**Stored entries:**
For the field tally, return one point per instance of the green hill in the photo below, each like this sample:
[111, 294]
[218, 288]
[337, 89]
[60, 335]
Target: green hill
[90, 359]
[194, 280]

==

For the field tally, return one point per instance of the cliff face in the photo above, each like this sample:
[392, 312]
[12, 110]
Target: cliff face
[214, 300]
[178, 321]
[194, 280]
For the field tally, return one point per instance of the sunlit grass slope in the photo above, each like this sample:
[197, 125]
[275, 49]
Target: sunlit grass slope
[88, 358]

**SET PROBLEM:** Pick out each line in the records above that contains the string "slope", matching case exactly, and copy those lines.

**SOLUTION TO THIS EXERCISE:**
For the field tally, return one point per instance of the sunlit grass slope in the photo above, each like this sample:
Target: sunlit grass slope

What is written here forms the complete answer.